What is needed |
Beginning with the line containing "[indicate] window on" and ending with the last line of the records, set down every line exactly.

The records |

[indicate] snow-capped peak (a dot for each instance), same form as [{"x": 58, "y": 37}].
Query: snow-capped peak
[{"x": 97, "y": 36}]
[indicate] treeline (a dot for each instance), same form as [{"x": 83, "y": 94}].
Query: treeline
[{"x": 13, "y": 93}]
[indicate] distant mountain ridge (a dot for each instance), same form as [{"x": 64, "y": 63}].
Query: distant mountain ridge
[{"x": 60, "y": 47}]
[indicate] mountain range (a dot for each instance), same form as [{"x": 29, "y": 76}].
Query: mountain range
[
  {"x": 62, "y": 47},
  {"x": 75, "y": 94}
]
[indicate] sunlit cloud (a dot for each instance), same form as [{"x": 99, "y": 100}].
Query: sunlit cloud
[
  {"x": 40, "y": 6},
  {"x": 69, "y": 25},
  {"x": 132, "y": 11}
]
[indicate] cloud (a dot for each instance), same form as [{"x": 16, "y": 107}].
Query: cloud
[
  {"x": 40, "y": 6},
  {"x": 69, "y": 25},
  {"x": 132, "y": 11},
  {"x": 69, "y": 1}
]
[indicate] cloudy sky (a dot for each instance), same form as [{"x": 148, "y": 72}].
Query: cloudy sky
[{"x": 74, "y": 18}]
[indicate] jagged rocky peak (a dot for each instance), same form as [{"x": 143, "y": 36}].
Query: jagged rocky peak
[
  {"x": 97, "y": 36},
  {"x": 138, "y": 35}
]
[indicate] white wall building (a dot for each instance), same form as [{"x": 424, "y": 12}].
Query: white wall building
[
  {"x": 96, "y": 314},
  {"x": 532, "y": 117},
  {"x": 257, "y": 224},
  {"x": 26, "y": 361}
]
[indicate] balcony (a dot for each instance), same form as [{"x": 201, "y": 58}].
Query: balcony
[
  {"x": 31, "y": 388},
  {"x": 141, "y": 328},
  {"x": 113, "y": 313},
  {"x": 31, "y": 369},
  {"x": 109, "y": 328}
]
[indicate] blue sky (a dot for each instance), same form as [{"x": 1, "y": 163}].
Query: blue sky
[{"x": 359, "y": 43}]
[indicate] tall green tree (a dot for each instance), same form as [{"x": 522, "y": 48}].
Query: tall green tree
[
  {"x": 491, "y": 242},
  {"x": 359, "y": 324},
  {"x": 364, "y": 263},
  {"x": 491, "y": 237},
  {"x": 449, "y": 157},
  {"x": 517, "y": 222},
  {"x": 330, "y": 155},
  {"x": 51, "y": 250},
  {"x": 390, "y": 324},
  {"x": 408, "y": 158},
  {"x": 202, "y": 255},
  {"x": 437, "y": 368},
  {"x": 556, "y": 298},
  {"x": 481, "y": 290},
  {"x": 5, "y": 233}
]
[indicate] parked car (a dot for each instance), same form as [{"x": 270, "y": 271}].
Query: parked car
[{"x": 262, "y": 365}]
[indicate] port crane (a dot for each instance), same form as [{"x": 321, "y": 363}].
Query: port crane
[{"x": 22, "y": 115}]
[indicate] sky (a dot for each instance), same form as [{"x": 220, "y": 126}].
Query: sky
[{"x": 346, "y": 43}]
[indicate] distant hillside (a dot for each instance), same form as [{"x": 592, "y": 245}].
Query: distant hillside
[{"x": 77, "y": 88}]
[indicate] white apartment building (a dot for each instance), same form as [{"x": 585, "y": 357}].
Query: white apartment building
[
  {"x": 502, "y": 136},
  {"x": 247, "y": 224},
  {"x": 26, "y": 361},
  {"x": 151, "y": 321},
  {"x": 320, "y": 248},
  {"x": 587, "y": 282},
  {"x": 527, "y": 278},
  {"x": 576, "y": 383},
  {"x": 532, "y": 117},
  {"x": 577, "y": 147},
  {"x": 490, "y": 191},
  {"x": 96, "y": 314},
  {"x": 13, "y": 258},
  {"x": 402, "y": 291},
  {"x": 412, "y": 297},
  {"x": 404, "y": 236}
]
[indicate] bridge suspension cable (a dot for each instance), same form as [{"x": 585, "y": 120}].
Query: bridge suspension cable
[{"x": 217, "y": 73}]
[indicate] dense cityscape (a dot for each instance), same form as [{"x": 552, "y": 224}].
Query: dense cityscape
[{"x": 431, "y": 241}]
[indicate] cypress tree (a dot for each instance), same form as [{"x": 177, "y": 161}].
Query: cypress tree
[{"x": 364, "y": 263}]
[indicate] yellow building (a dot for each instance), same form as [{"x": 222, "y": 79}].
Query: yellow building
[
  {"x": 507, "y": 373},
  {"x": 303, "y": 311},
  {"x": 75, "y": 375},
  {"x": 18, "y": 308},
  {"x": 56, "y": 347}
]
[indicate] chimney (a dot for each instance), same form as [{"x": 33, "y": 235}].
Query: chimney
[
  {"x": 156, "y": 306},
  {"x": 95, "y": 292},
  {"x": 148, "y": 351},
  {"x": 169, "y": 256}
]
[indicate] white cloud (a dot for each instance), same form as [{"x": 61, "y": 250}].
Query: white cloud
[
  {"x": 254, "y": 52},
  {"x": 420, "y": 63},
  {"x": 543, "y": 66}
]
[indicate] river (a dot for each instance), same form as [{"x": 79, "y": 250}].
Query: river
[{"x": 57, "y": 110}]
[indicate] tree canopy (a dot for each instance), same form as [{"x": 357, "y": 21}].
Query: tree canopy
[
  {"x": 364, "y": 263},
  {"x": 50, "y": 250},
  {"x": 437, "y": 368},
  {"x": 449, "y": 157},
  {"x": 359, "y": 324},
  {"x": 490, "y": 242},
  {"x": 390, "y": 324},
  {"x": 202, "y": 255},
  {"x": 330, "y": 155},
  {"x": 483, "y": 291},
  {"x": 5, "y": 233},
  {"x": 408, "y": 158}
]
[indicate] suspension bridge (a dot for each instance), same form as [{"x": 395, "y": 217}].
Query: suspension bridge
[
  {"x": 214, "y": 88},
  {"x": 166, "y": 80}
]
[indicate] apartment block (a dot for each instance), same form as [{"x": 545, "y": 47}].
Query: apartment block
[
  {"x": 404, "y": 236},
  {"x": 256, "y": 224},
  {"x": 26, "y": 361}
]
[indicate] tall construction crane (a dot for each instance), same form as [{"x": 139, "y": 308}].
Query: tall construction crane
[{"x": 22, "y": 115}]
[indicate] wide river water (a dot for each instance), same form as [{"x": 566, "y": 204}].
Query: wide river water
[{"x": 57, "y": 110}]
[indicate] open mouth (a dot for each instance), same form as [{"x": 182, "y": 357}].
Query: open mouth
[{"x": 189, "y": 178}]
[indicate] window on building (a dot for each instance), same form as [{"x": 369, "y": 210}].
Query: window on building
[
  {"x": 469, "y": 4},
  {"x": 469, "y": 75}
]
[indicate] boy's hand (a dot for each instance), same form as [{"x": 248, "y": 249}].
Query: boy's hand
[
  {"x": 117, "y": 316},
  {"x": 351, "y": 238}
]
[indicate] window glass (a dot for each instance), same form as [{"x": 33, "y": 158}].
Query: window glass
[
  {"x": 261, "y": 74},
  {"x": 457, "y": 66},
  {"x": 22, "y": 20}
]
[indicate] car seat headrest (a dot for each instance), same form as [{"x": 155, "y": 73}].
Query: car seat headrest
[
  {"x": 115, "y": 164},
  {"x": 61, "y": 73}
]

The response |
[indicate] window on building (a dot for each instance), same form as [{"x": 369, "y": 210}].
Query: window on building
[
  {"x": 469, "y": 4},
  {"x": 469, "y": 75}
]
[indicate] boy's hand (a dot for each instance), same form as [{"x": 248, "y": 249}].
Query: boy's hand
[
  {"x": 117, "y": 316},
  {"x": 351, "y": 238}
]
[indicate] window glass (a dot for each instance), same form as [{"x": 33, "y": 158}].
Query: window glass
[
  {"x": 261, "y": 74},
  {"x": 457, "y": 66},
  {"x": 22, "y": 20}
]
[indicate] car seat headrest (a dot for each instance), same form as [{"x": 155, "y": 73}].
Query: car seat headrest
[
  {"x": 115, "y": 164},
  {"x": 61, "y": 73}
]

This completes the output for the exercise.